What the task requires
Give the records once more, exactly as they stand.

Raw data

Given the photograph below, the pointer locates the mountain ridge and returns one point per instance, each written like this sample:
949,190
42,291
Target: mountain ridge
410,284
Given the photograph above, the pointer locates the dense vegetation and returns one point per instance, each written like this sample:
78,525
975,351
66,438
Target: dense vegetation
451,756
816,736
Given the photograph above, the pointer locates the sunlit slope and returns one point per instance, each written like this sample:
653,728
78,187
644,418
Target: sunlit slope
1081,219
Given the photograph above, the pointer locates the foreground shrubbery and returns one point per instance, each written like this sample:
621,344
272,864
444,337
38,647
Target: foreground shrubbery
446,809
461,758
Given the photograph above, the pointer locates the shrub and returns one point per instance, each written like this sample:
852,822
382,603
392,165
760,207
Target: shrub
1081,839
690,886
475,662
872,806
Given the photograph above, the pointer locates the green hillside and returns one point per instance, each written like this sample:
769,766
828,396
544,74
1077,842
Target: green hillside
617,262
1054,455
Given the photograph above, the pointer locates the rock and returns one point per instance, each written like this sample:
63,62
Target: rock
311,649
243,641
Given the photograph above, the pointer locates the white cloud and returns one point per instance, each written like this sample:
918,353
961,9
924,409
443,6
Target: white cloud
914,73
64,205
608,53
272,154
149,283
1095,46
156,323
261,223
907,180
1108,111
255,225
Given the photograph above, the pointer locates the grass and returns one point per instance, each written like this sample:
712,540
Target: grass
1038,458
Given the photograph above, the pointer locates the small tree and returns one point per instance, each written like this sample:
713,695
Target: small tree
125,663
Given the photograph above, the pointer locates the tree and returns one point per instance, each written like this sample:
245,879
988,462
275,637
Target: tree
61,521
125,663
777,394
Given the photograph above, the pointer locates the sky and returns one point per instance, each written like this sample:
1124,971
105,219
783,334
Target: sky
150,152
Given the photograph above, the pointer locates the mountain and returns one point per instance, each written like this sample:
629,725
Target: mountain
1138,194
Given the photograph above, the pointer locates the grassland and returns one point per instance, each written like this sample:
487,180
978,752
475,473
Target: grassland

Written answer
Given the photograph below, the pointer locates the mountain ridge and returns one point per instance, each written like this sample:
949,190
42,291
Target: mountain ridge
410,284
Given the photograph above, the pointer locates the dense vegetation and returns one point per instance, each written like this sample:
78,525
975,351
66,438
Target: dense vegetation
451,756
816,736
Given the photograph above, the pointer locates the sunlit slope and returns one point per instance, each written like this sample:
653,728
78,187
644,418
Target: sunlit slope
1081,219
Given the photograph above, the pointer locates the foreground shrubbery and returns one point per instance, each written like this sample:
621,344
272,864
444,337
38,647
Target: foreground shrubbery
446,809
461,758
Given the photograph above, the pointer locates the shrub and returns one point per instance, each written like this sample:
852,822
382,603
392,165
760,207
Target: shrub
1081,839
690,886
475,662
872,806
Given the photograph above, the pointer locates the green hillside and returns one point per instance, each written like this sample:
769,766
828,396
544,74
1077,842
Target: green hillside
617,262
1054,455
Given the photograph above, the pointer locates the rock and returns one point per instance, each written like this sample:
63,62
Target: rock
311,649
243,641
Given the photograph above, the pointer locates the white cloud and returns one point per instance, each written like this sample:
918,353
961,9
924,409
443,6
Target: white cloud
914,73
64,205
608,53
272,154
149,283
1095,46
156,323
261,223
907,180
1108,111
255,225
Given the photograph above, the pointer locates the grass and returns one point per instance, each written like this sample:
712,540
Target: grass
1038,458
Given the photograph above, the pointer locates the small tree and returns one point per instance, each written like this sample:
713,695
Target: small tree
125,663
Given the photograph above, the pointer locates the tree and returns one point per instance, each written like this sample:
245,879
988,462
275,637
Target: tree
61,521
125,663
777,394
Given the photograph above, the pointer locates the sky and returns one point per instance, each written like this sample:
1124,971
105,219
783,334
Target: sky
150,152
Given the photograph above, the pointer locates the mountain and returns one point per instance, each written like this sample:
629,725
Target: mountain
1138,194
Given the photograph above, the pointer locates the grassland and returns one point per instance, each written like this sample:
487,180
978,752
475,473
Target: grassland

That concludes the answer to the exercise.